# START OF Excerpted data

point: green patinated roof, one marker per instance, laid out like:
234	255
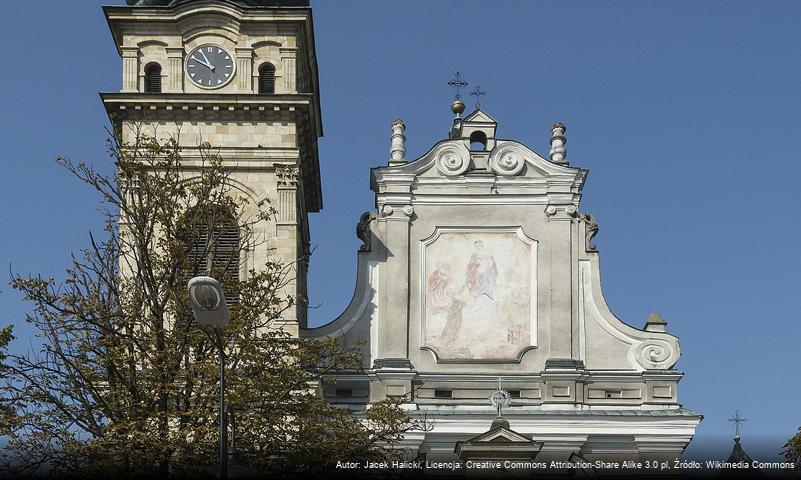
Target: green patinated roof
246	3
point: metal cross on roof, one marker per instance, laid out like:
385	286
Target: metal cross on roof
500	398
737	420
458	83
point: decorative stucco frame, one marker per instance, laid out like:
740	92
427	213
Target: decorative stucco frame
533	296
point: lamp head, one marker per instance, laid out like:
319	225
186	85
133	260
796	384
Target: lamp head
208	302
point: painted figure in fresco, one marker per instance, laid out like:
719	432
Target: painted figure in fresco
438	297
482	272
454	323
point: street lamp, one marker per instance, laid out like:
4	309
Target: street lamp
211	311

# END OF Excerpted data

* **Challenge**
Every record must be copied exactly, with images dropped from the result.

* **Response below**
point: green patinated roof, one marker per instance, laid out like:
234	255
Target: green patinated roof
246	3
point: metal cross on roof, one marker per instance, laid out like:
385	286
Target: metal cross on roof
500	398
737	420
458	83
point: decorative stucco frame, one marker per instance, laid out like:
740	92
427	213
Target: decorative stucco frame
533	296
point: lamp head, one marker per instance, laid out like:
319	225
186	85
133	260
796	384
Target: lamp head
208	302
point: painted figure in fresco, one marker per instance, laid out like:
719	432
Target: painted figure in fresco
438	297
482	272
454	323
point: street lamp, one marker per instance, laid out like:
4	309
Target: street lamp
211	311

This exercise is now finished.